*EXERCISE BRIEF*:
Your result should be every line of the records below that contains the word "curtain".

*Point localization data*:
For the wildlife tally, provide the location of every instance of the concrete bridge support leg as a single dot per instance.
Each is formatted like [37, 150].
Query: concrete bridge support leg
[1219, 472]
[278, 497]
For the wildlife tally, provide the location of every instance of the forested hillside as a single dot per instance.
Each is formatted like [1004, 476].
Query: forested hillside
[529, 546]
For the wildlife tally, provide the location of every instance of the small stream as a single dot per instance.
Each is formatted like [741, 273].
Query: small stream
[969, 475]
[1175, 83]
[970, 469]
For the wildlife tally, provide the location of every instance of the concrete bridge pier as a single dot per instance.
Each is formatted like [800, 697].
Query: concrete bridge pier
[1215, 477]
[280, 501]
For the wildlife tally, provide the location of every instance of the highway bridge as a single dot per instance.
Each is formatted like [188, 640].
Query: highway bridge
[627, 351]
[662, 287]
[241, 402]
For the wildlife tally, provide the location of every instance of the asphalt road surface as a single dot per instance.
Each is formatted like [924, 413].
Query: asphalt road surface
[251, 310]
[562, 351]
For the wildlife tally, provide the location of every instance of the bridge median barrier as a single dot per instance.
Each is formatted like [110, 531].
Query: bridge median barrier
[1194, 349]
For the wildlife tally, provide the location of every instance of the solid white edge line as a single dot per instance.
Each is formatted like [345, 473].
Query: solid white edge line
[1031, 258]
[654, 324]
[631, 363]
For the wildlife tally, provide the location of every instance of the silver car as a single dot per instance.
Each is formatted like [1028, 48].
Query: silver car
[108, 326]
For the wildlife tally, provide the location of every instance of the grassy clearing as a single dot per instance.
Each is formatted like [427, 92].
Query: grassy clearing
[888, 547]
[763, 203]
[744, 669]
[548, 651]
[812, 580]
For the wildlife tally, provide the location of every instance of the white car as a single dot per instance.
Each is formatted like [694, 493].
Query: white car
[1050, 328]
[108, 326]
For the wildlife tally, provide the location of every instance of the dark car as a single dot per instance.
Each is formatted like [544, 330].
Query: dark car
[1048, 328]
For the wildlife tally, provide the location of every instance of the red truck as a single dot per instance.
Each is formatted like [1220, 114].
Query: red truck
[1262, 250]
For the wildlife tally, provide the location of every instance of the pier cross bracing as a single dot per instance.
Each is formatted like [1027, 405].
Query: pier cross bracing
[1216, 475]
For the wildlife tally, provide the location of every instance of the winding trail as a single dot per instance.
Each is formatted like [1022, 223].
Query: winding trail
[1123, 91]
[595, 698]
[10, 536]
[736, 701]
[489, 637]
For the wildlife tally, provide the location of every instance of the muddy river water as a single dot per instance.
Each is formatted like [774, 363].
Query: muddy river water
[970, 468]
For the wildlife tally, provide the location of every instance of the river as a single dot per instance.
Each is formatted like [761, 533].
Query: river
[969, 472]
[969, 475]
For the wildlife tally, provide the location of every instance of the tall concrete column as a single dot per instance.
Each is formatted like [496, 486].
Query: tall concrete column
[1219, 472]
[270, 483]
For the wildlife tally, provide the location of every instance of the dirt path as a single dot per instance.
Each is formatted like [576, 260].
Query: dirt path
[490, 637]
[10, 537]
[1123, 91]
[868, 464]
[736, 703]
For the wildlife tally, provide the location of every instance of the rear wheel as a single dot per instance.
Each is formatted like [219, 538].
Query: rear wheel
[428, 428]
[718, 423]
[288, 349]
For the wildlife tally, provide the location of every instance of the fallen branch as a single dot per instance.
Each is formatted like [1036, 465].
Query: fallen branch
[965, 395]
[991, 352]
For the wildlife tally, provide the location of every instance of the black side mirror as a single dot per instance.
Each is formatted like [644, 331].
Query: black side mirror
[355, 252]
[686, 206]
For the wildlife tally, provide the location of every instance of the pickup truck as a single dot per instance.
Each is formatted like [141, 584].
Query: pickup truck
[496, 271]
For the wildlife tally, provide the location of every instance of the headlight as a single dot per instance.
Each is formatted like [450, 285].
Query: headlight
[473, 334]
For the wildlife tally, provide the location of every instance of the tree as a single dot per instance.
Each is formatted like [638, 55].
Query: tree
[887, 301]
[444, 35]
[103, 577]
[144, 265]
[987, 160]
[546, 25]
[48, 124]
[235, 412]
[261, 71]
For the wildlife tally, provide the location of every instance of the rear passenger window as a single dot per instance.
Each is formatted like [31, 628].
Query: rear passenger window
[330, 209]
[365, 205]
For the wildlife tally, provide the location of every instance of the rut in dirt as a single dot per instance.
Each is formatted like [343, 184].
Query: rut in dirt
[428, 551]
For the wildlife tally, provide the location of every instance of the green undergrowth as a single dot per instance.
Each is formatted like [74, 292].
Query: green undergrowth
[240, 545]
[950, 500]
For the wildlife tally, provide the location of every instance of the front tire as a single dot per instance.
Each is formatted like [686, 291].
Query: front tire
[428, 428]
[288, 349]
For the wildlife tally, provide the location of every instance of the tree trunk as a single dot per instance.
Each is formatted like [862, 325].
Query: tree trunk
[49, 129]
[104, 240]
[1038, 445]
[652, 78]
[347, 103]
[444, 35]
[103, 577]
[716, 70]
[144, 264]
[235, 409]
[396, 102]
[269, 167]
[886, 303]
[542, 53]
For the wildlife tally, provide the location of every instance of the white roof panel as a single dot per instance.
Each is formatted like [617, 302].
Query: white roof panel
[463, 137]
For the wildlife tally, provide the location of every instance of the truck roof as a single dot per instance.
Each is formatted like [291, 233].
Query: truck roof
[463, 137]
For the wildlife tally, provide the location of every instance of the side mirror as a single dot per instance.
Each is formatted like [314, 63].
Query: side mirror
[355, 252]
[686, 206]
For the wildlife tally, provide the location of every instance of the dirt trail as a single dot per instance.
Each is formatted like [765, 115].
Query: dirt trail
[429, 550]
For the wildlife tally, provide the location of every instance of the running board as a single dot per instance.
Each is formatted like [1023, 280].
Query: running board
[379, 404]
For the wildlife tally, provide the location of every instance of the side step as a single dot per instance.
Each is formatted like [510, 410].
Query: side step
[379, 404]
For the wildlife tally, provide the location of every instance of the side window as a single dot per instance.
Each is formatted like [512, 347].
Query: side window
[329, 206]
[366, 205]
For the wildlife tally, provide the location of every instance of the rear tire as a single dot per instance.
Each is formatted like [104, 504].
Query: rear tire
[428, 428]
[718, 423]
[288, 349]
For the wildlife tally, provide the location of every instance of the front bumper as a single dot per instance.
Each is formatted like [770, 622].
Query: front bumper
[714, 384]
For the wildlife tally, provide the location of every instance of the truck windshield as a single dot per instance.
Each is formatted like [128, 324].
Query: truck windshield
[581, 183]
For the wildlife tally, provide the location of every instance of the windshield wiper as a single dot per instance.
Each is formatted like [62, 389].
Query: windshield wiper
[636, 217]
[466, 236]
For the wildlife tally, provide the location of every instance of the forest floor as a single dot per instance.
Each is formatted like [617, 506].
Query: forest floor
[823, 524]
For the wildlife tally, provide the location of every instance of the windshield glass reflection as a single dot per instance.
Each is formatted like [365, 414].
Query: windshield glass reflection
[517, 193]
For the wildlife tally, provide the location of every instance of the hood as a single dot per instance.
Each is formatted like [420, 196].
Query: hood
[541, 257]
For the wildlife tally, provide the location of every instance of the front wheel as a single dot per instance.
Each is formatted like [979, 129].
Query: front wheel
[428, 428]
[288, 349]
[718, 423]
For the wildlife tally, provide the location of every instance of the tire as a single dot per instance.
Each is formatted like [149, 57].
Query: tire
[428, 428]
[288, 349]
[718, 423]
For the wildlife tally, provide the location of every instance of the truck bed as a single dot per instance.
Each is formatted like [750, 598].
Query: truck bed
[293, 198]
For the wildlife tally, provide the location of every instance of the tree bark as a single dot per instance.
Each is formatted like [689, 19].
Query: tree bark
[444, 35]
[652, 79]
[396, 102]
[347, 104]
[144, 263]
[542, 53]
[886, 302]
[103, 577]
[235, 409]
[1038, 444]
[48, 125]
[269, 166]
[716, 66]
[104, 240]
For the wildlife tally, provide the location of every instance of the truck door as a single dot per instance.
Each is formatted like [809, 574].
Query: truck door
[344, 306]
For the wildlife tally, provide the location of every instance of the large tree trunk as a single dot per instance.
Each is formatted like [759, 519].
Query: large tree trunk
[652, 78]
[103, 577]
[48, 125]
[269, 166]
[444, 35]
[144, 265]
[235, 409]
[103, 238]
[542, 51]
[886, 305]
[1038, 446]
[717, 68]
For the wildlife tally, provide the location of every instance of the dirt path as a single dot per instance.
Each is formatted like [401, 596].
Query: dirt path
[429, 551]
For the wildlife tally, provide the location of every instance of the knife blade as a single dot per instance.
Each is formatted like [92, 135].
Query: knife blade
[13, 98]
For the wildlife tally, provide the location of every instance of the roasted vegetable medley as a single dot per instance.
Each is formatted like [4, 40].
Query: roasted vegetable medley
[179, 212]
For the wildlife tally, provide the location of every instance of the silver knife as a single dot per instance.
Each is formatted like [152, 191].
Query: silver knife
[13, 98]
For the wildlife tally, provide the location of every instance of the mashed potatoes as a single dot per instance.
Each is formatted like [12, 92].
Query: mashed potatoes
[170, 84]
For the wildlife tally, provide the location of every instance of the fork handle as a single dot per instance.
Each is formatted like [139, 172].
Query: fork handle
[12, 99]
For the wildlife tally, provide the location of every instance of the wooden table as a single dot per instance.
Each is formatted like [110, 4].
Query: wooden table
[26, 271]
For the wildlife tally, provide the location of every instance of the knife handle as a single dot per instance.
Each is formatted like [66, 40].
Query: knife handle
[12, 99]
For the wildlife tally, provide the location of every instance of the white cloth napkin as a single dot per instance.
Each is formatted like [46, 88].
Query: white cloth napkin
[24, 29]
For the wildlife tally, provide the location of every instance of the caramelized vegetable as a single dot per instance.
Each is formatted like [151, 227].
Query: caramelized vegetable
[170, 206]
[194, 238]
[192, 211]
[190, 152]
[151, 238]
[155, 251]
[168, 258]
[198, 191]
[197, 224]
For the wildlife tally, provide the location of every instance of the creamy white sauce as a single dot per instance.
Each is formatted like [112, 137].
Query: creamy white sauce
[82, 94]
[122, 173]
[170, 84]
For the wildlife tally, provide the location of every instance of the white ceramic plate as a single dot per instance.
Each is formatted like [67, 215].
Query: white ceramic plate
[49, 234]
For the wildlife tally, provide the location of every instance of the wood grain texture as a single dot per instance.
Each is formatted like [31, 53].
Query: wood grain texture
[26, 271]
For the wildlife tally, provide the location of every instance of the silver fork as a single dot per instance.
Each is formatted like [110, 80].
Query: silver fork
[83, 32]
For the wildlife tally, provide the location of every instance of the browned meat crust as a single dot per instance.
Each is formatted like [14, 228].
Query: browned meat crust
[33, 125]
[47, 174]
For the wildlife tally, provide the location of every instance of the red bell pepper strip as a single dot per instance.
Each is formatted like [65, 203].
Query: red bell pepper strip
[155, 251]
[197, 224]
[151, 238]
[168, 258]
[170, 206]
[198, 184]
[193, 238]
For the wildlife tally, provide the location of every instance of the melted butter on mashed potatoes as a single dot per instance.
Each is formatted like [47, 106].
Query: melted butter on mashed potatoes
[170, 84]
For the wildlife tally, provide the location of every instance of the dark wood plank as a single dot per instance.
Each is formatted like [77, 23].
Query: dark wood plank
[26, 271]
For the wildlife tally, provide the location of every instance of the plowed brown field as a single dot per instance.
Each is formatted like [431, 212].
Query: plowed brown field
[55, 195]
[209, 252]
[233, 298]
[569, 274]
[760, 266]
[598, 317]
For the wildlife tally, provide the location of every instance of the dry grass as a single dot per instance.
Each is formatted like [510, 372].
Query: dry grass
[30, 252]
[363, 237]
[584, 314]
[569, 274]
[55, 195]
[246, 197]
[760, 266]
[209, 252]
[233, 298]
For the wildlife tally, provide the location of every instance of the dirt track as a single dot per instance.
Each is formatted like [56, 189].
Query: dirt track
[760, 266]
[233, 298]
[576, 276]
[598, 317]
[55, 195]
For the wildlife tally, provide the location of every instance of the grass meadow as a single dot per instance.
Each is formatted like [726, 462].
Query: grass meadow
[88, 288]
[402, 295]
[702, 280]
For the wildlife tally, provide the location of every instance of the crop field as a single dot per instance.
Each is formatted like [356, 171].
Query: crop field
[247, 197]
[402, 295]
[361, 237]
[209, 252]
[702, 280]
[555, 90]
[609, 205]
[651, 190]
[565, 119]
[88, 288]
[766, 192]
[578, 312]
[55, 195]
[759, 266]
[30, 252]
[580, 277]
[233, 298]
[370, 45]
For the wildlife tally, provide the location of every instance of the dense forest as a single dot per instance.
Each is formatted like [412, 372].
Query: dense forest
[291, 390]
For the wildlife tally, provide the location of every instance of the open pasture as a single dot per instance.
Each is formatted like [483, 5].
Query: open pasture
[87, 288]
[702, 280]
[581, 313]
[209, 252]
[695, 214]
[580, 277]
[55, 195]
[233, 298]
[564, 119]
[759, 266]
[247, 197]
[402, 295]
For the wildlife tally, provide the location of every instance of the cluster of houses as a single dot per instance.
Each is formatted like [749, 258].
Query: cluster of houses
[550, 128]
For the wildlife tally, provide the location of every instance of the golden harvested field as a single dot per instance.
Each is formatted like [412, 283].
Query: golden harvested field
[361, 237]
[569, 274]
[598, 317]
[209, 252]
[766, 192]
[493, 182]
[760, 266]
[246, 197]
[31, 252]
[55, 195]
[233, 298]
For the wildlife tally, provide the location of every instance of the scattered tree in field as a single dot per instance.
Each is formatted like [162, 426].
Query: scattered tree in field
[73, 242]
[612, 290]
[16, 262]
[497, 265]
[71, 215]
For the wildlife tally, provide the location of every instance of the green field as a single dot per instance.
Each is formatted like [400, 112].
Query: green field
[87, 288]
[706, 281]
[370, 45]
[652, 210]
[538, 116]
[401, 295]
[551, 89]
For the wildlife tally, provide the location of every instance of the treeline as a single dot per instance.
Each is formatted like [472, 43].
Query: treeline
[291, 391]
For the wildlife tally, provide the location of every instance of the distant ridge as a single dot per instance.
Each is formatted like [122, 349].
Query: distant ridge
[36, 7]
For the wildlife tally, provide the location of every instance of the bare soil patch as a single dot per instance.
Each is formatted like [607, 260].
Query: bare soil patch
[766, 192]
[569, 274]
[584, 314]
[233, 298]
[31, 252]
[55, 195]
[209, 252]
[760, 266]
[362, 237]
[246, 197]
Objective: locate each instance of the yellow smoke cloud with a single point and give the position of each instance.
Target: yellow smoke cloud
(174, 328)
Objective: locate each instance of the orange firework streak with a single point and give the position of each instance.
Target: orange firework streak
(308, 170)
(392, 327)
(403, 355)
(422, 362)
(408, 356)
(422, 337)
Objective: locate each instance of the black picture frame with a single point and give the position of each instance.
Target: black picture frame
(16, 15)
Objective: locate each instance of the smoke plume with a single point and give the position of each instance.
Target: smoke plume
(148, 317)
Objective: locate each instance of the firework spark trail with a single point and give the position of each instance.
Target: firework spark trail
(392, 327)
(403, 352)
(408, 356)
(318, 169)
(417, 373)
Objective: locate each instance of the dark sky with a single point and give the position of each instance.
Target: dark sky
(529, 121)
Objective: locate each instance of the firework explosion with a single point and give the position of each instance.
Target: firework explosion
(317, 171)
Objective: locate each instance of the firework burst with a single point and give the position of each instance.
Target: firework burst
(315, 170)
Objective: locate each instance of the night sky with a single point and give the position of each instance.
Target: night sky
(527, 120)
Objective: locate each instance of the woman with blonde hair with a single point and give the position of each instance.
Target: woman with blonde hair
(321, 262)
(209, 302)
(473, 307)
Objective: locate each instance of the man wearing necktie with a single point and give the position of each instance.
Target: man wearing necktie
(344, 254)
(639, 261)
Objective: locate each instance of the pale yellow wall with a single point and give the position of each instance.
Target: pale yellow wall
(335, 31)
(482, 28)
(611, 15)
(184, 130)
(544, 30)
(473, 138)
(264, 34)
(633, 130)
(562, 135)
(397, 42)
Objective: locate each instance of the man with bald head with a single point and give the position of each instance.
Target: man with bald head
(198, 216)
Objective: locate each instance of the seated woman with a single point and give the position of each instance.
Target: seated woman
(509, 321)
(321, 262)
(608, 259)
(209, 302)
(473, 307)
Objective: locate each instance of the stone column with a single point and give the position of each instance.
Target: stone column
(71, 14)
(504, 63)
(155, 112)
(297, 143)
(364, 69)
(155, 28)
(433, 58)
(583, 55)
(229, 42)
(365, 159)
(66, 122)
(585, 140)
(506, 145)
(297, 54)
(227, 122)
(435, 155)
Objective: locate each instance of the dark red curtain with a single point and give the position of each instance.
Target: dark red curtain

*REPLY*:
Objective: locate each instance of the dark red curtain with a single point and give the position of each instance.
Target: dark red curtain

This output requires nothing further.